Quando criaram a comunidade no Cantagalo, há 15 anos, os moradores da Osho Rachana já mostravam a vontade de se isolar do mundo. Inspiraram-se no modelo da Humaniversity (comunidade do polêmico guru indiano que fica na Holanda) e foram morar no sítio de 42 hectares ladeado por estradas de chão, a uma hora do centro da Capital e sem sinal de internet.
Nos últimos seis meses, eles se ilharam de verdade. Para não colocar os 108 moradores em risco de contaminação por coronavírus, decidiram fechar as portas da comunidade pela primeira vez. Saem apenas quando é estritamente necessário, com todos os cuidados, e não recebem visitantes desde março.
— Nós estamos em uma bolha — diz o terapeuta de bioenergética Prem Milan, 65 anos, fundador da comunidade.

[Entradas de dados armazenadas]
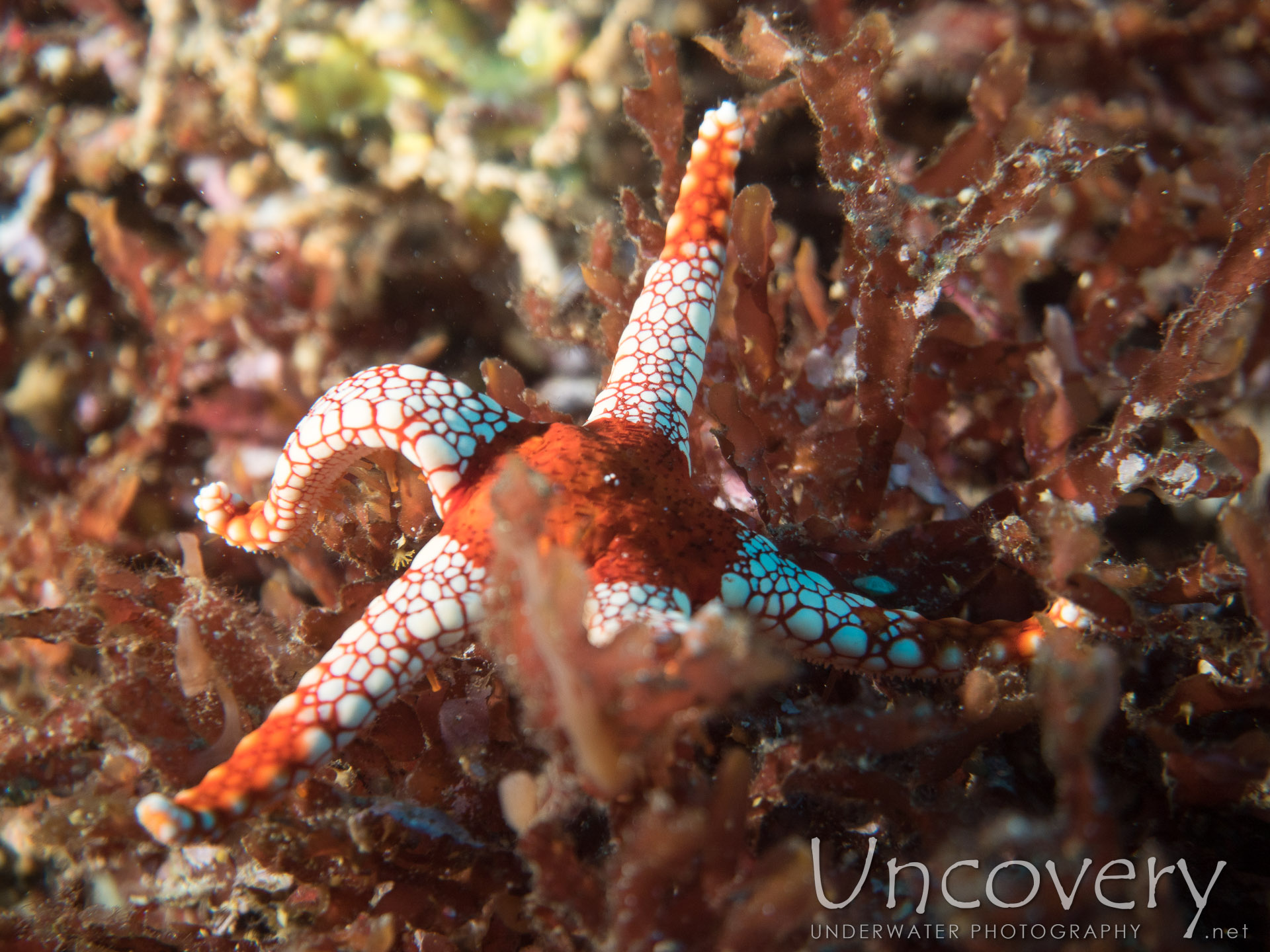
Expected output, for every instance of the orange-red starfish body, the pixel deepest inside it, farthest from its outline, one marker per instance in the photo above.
(654, 546)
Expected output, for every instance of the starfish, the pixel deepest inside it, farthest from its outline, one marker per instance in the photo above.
(654, 546)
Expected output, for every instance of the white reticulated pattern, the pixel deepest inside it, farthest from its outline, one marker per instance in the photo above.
(435, 422)
(803, 604)
(422, 615)
(615, 606)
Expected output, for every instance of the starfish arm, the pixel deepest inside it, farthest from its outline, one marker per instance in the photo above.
(435, 422)
(662, 350)
(614, 606)
(427, 612)
(847, 630)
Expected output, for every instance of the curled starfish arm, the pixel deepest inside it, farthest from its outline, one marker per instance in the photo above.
(851, 631)
(427, 612)
(614, 606)
(439, 424)
(662, 350)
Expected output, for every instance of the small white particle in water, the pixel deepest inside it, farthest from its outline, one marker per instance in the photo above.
(1128, 471)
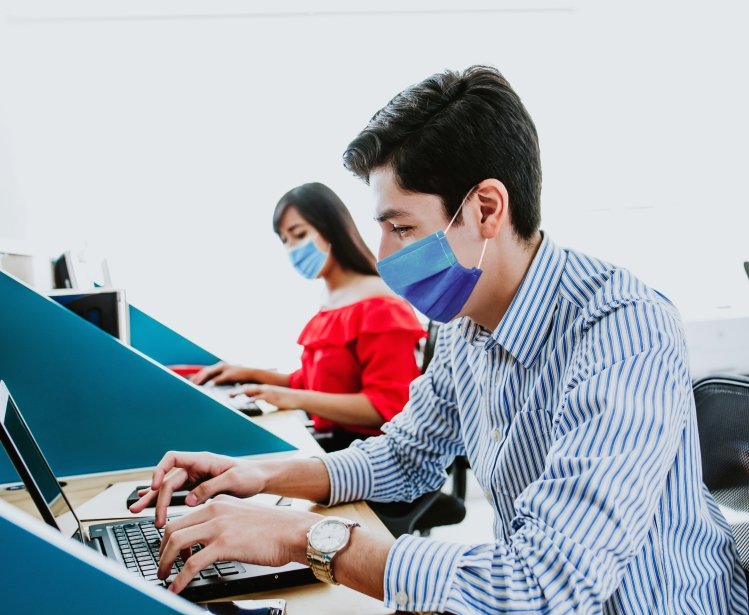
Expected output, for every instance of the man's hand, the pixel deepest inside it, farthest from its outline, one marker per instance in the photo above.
(230, 529)
(281, 397)
(206, 474)
(223, 373)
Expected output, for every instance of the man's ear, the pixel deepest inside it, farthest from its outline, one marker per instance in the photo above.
(493, 204)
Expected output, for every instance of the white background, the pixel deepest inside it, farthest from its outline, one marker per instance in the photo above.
(162, 134)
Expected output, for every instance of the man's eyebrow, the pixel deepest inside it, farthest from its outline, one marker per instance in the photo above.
(389, 214)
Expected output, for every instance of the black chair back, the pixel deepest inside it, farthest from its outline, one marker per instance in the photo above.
(722, 405)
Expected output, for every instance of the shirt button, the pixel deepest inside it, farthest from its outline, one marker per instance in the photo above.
(401, 599)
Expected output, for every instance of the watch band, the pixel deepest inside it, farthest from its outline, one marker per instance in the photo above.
(320, 562)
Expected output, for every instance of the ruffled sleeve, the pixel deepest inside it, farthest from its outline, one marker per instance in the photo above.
(388, 334)
(374, 315)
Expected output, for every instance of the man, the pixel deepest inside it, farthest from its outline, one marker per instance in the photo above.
(562, 378)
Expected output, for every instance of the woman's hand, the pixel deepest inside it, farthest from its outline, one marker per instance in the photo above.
(281, 397)
(223, 373)
(230, 529)
(206, 474)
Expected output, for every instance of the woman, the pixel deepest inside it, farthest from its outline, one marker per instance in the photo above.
(358, 350)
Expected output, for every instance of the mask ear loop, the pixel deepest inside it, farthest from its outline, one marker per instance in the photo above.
(486, 241)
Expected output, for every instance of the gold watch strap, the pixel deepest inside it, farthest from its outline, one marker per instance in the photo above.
(322, 563)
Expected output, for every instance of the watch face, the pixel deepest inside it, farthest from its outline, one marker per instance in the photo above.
(329, 536)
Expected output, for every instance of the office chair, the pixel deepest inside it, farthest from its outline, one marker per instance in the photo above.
(722, 403)
(431, 509)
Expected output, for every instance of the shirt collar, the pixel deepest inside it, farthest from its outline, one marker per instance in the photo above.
(525, 326)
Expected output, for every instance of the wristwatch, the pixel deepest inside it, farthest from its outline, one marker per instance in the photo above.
(325, 540)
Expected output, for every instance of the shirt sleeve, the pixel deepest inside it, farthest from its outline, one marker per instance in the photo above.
(615, 436)
(296, 379)
(419, 443)
(388, 367)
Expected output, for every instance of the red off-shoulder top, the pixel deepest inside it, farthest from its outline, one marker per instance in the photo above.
(365, 347)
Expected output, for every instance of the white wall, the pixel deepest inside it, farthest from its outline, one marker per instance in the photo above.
(163, 133)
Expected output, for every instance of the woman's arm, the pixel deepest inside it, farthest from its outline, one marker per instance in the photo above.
(225, 373)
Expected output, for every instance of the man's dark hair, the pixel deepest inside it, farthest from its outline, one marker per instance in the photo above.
(446, 134)
(325, 211)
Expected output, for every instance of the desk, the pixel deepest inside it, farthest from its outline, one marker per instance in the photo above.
(309, 599)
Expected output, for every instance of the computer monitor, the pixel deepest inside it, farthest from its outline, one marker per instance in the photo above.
(105, 308)
(78, 269)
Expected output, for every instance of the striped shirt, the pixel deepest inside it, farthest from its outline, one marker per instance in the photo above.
(578, 419)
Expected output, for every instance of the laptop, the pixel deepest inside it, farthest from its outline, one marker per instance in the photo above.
(133, 543)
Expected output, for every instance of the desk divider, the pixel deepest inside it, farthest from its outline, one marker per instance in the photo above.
(154, 339)
(98, 405)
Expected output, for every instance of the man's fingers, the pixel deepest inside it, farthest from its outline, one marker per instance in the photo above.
(207, 373)
(168, 487)
(147, 496)
(223, 483)
(203, 558)
(168, 462)
(179, 540)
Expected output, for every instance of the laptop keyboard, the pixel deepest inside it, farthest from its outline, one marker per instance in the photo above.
(139, 545)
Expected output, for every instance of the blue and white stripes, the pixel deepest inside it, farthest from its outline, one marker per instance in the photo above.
(577, 417)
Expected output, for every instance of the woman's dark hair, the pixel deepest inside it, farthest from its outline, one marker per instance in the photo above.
(446, 134)
(325, 211)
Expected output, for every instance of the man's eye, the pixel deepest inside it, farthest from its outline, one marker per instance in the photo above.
(401, 231)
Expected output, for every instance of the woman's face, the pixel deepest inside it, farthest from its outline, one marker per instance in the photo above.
(294, 230)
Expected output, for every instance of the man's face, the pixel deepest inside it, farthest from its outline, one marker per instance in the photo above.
(405, 217)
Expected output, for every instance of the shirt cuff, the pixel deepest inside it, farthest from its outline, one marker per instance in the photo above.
(350, 474)
(420, 573)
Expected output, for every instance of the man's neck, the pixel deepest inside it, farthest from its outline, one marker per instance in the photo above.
(501, 280)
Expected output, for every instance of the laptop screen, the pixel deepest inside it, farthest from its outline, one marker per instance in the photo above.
(33, 468)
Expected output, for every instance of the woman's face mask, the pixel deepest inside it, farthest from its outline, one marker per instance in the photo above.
(428, 275)
(307, 258)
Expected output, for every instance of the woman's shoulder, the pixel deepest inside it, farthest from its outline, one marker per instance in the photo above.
(373, 314)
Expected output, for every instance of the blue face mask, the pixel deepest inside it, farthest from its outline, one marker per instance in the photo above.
(429, 277)
(308, 259)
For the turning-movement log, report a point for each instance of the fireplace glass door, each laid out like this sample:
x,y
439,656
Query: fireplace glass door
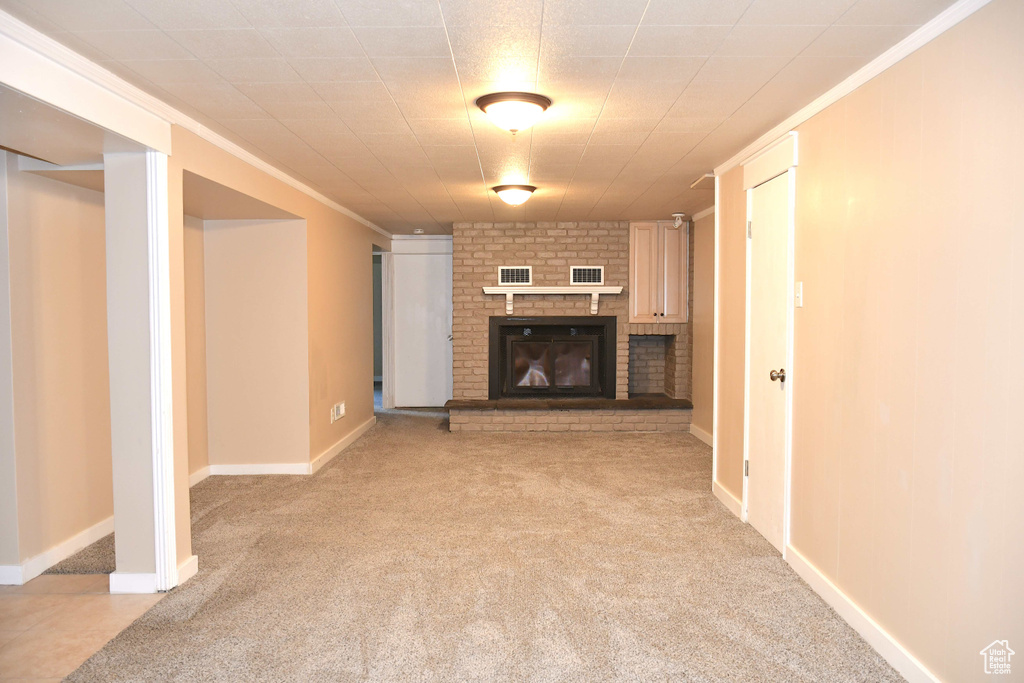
x,y
552,366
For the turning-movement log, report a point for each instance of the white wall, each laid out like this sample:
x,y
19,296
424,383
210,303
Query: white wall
x,y
256,342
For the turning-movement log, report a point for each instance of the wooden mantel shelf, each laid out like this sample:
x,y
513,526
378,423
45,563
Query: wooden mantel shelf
x,y
594,292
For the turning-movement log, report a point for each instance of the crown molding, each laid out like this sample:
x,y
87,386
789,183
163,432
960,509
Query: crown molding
x,y
926,34
704,214
65,56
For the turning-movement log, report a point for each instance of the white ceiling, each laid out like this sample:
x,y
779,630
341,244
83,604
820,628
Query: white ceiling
x,y
371,101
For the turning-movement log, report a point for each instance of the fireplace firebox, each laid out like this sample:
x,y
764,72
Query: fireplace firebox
x,y
552,356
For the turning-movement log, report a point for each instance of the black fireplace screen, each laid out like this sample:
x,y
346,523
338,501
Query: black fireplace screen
x,y
548,356
565,364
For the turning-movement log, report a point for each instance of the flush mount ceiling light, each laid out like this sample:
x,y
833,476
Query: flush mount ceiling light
x,y
513,111
514,195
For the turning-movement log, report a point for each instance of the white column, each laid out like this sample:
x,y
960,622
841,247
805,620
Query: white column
x,y
138,321
10,559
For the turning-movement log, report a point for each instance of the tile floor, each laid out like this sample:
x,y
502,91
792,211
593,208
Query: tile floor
x,y
54,623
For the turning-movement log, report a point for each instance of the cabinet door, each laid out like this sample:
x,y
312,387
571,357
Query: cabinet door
x,y
643,272
672,276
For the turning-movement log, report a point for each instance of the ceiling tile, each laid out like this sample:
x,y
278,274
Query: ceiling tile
x,y
192,13
225,44
338,69
348,90
660,68
320,43
694,12
439,71
506,12
403,41
855,41
391,13
268,13
779,41
484,41
775,12
76,15
255,71
678,40
173,71
594,12
887,12
586,40
748,69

Tarefa 1: Liste todos os números escritos em algarismos no trecho sobre a comunidade Osho Rachana e indique a que cada um se refere.
Tarefa 2:
Responda às perguntas sobre o trecho da comunidade Osho Rachana:
(a) Em que modelo os moradores se inspiraram ao criar a comunidade?
(b) Desde quando a comunidade não recebe visitantes?
(c) Qual é a profissão de Prem Milan?
Tarefa 3: Resuma em duas frases o trecho sobre a comunidade Osho Rachana.
As entradas formam um material à parte, sem relação com o trecho.

Resposta 1:
15: anos desde a criação da comunidade no Cantagalo
42: hectares do sítio
108: moradores da comunidade
65: idade de Prem Milan

Resposta 2:
(a) No modelo da Humaniversity.
(b) Desde março.
(c) Terapeuta de bioenergética.

Resposta 3: A comunidade Osho Rachana foi criada há 15 anos em um sítio de 42 hectares no Cantagalo, e seus moradores já mostravam a vontade de se isolar do mundo. Nos últimos seis meses, para não expor os 108 moradores ao coronavírus, a comunidade fechou as portas pela primeira vez e não recebe visitantes desde março.